### THE PROBLEM:
Pull out every line of the records below and repeat each one word for word, in the same order.

### SUPPLIED INFORMATION:
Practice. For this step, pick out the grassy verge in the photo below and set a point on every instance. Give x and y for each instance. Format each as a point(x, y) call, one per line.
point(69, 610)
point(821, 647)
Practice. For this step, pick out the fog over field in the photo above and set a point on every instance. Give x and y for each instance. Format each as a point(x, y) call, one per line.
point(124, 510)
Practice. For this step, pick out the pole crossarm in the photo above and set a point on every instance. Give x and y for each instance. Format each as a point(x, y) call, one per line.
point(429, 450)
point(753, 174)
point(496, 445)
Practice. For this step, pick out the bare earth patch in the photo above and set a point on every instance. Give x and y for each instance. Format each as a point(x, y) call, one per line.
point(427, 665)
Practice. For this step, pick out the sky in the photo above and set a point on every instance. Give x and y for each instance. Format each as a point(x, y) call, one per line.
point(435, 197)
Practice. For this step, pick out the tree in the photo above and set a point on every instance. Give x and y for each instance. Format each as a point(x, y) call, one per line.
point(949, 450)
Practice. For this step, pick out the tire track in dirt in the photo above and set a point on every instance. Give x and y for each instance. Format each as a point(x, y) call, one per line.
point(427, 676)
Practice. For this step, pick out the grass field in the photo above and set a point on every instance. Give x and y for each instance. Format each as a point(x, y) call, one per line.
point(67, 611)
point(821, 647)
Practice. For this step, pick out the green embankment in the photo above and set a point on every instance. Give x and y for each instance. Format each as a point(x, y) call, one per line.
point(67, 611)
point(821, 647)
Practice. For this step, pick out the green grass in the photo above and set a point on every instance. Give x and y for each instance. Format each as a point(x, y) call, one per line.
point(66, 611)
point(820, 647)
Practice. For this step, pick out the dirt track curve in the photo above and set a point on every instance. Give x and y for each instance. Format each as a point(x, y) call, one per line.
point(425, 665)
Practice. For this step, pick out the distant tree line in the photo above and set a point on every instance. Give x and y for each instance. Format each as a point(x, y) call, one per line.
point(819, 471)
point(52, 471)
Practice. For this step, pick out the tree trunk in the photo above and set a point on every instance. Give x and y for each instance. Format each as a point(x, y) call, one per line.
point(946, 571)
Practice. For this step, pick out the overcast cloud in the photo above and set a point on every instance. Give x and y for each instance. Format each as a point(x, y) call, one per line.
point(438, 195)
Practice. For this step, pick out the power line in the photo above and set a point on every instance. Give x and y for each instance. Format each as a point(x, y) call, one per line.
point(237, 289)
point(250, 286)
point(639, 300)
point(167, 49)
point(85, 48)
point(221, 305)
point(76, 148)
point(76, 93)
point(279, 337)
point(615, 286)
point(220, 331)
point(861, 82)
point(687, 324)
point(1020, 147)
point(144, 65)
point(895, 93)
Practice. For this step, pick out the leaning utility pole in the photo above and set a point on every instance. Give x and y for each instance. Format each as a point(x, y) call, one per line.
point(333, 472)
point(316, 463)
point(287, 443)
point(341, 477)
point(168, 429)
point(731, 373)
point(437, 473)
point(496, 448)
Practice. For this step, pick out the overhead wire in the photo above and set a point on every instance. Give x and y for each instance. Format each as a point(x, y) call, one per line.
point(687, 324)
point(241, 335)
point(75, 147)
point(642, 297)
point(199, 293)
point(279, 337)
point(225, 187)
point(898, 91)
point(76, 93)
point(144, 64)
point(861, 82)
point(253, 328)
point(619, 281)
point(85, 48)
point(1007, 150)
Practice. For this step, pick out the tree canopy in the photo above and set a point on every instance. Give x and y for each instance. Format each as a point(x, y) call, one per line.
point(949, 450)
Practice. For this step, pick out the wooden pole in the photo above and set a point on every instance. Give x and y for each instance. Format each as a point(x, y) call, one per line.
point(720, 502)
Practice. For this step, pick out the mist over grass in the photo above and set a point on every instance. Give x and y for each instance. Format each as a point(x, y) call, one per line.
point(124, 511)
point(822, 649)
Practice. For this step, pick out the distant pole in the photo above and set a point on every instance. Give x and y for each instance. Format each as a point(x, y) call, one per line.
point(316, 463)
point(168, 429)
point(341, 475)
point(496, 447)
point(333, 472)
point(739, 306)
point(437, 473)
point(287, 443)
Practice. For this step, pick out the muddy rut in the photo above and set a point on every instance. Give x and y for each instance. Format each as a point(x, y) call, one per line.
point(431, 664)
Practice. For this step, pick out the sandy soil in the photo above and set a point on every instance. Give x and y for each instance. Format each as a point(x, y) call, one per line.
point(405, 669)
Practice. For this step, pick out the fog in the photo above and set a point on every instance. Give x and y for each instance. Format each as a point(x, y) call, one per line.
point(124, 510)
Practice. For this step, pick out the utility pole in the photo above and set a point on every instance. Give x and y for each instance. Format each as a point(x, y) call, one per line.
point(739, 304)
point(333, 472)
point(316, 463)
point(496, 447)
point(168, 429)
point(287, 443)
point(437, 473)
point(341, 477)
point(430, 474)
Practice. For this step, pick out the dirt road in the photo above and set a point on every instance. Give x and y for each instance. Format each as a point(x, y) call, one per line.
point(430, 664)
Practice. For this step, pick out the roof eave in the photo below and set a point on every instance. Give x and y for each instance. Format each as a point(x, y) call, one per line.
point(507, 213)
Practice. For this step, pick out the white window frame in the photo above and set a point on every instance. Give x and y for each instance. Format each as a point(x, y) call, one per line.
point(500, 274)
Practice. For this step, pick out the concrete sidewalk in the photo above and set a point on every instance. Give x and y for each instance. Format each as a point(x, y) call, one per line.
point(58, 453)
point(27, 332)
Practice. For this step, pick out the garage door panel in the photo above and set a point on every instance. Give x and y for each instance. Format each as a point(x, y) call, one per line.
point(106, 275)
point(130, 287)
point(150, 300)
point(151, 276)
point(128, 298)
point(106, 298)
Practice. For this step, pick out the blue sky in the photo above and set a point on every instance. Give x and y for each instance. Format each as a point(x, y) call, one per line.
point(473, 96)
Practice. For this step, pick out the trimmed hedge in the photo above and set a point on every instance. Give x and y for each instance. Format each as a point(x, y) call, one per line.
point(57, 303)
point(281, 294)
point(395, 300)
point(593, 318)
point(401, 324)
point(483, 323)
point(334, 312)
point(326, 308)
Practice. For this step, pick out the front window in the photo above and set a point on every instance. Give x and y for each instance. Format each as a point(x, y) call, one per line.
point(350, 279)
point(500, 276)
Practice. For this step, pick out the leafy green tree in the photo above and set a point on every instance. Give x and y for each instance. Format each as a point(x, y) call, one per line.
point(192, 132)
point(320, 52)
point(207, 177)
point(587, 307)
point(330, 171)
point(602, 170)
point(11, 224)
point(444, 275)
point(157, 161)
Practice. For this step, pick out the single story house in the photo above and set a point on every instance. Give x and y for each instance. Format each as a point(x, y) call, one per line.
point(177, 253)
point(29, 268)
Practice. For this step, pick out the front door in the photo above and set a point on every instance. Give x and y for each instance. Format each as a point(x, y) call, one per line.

### SOLUTION TO THE PROBLEM:
Practice. For this step, pick out the grassy verge in the photo below and set a point on every instance. Give x and y for each instance. Format each as a point(x, y) call, one per line.
point(69, 610)
point(821, 647)
Practice. For this step, pick out the fog over field in the photo above and set a point on every instance. Give x and y for each instance. Format each as a point(x, y) call, one per line.
point(124, 510)
Practice. For this step, pick out the pole crossarm in the photo above and set a point on every instance. Give x and y for each instance. Format each as a point(x, y) call, one per line.
point(429, 450)
point(753, 174)
point(496, 445)
Practice. For this step, pick out the bare earth patch in the photo above and set a point on every instance. Give x and y for each instance. Format each as a point(x, y) call, one per line.
point(427, 665)
Practice. For this step, pick out the sky in the photo above and set a point on every instance. Give x and y for each instance. Format each as a point(x, y) call, one per line.
point(435, 197)
Practice. For this step, pick out the tree in the photo above and set a point on every instance. Give x and y for each instance. Format each as a point(x, y) call, one per line.
point(949, 450)
Practice. For this step, pick out the tire track in dirt in the photo above and set a point on every instance. Give x and y for each instance. Format each as a point(x, y) call, one per line.
point(427, 676)
Practice. For this step, pick out the grass field in the photo above and set a point on every instance. Give x and y for each instance. Format each as a point(x, y) call, one per line.
point(67, 611)
point(821, 647)
Practice. For this step, pick out the green embankment in the photo above and set a point on every instance. Give x and y for each instance. Format each as a point(x, y) call, one per line.
point(67, 611)
point(821, 647)
Practice. For this step, pick out the green grass in the photo above and set a point on every instance. Give x and y for each instance. Format each as a point(x, y) call, one per line.
point(66, 611)
point(820, 647)
Practice. For this step, pick out the dirt track curve in the photo above and set a point on every instance. Give x and y for each instance. Format each as a point(x, y) call, one per line.
point(425, 665)
Practice. For this step, pick out the distant tree line in the photo above and set a point on every instance. Give x and y for each instance. Format each as a point(x, y) call, one per line.
point(819, 471)
point(52, 471)
Practice. For this step, pick out the tree trunk in the photo above and set a point on every instance. Give x and y for each instance. Format each as a point(x, y) call, one per line.
point(946, 571)
Practice. For this step, pick out the overcast cloud in the photo above and set a point on every instance. Give x and y for each instance. Format each as a point(x, y) call, one per line.
point(438, 195)
Practice. For this step, pick out the power line in the photo above and set a point on every instance. Give x and y for each instance. Format each as a point(x, y) call, one per line.
point(237, 289)
point(250, 286)
point(639, 300)
point(167, 49)
point(85, 48)
point(221, 305)
point(76, 148)
point(76, 93)
point(279, 337)
point(615, 286)
point(220, 331)
point(861, 82)
point(687, 324)
point(1020, 147)
point(144, 65)
point(895, 93)
Practice. For this step, pick out the leaning utility pole in the photo above and set a point on every instance. Give x and y for each instance. Format each as a point(x, y) call, one per line.
point(333, 472)
point(316, 463)
point(287, 443)
point(341, 477)
point(168, 429)
point(731, 373)
point(437, 473)
point(496, 448)
Practice. For this step, pick out the overhead wire in the photo above and set a point on every instance. Give x and y for each instance. Format each as a point(x, y) call, one per line.
point(687, 324)
point(241, 335)
point(75, 147)
point(642, 297)
point(199, 293)
point(279, 337)
point(225, 187)
point(898, 91)
point(76, 93)
point(144, 64)
point(861, 82)
point(253, 328)
point(619, 281)
point(85, 48)
point(1007, 150)
Practice. For this step, pick out the tree canopy in the photo above and set a point on every instance. Give x and y for each instance. Format each as a point(x, y) call, one per line.
point(949, 450)
Practice. For this step, pick out the wooden pole in the photo above and set a point on every instance. Give x and y for each instance. Format each as a point(x, y) call, one per line.
point(720, 502)
Practice. For this step, pick out the mist over grass in the photo above and set a point on every instance. Give x and y for each instance. Format each as a point(x, y) call, one per line.
point(124, 511)
point(822, 649)
Practice. For this step, pick out the distant pole in the photo above and set a point on every instance. Give x and y for each instance. Format each as a point(x, y) call, one per line.
point(316, 463)
point(168, 429)
point(341, 475)
point(496, 447)
point(333, 472)
point(739, 306)
point(437, 473)
point(287, 443)
Practice. For this step, pick out the muddy rut in the photo above and set a point on every instance. Give x and y for each instance. Format each as a point(x, y) call, one per line.
point(431, 664)
Practice. For this step, pick out the sandy soil in the photo above and set a point on every instance. Give x and y for each instance. Format each as a point(x, y) call, one per line.
point(405, 669)
Practice. For this step, pick out the fog in the photo above and set a point on every instance. Give x and y for each instance. Format each as a point(x, y) call, one per line.
point(124, 510)
Practice. For this step, pick out the utility pole in the photo above and set a point on every instance. Give x and y for each instance. Format each as a point(x, y) call, one per line.
point(739, 304)
point(333, 472)
point(316, 463)
point(496, 447)
point(168, 429)
point(287, 443)
point(437, 473)
point(341, 477)
point(430, 474)
Practice. For this step, pick out the dirt road in the photo above and set a point on every instance. Give x and y for each instance. Format each as a point(x, y) call, one per line.
point(430, 664)
Practice. For this step, pick out the roof eave in the photo below and set a point on every instance. Give x and y for each instance. Format each as a point(x, y) call, one per line.
point(507, 213)
Practice. For this step, pick out the white window frame in the photo above and set a point on every instance. Give x and y for each instance. Format each as a point(x, y) call, one per line.
point(500, 274)
Practice. For this step, pick out the concrete sidewalk in the photo above and set a point on every instance. Give x and y for each instance. Format each as a point(x, y) call, one per line.
point(58, 453)
point(27, 332)
Practice. For this step, pick out the garage door panel in the photo above and set a point on every instance. Give x and y for each instance. Format each as a point(x, y) call, one per line.
point(106, 275)
point(130, 287)
point(150, 300)
point(151, 276)
point(128, 298)
point(106, 298)
Practice. For this step, pick out the blue sky in the photo above and set a point on every instance. Give x and y for each instance. Format each as a point(x, y) call, one per line.
point(473, 96)
Practice. For this step, pick out the trimmed hedge in the photo above and set a point on every instance. Give x and y for each instance. Format each as a point(x, y) call, one per line.
point(57, 303)
point(281, 294)
point(395, 300)
point(593, 318)
point(401, 324)
point(483, 323)
point(334, 312)
point(326, 308)
Practice. For this step, pick out the front window in the photo above and set a point on every instance. Give x and y for each instance. Format each as a point(x, y) call, one per line.
point(350, 279)
point(500, 276)
Practice. For this step, pick out the leafy green tree in the photo above and set a point on every instance. Give x and y for each instance. Format each as a point(x, y) call, one per line.
point(192, 132)
point(320, 52)
point(207, 177)
point(587, 307)
point(330, 171)
point(602, 170)
point(11, 224)
point(444, 275)
point(157, 161)
Practice. For this step, pick out the single story house in the photo above and set a point on every instance. Give x and y for each instance. Format each as a point(x, y) call, one per line.
point(177, 253)
point(29, 268)
Practice. For this step, pick out the front door in the photo above and set a point on every instance. Give x and y for each instance. Format each as a point(x, y) call, one per line.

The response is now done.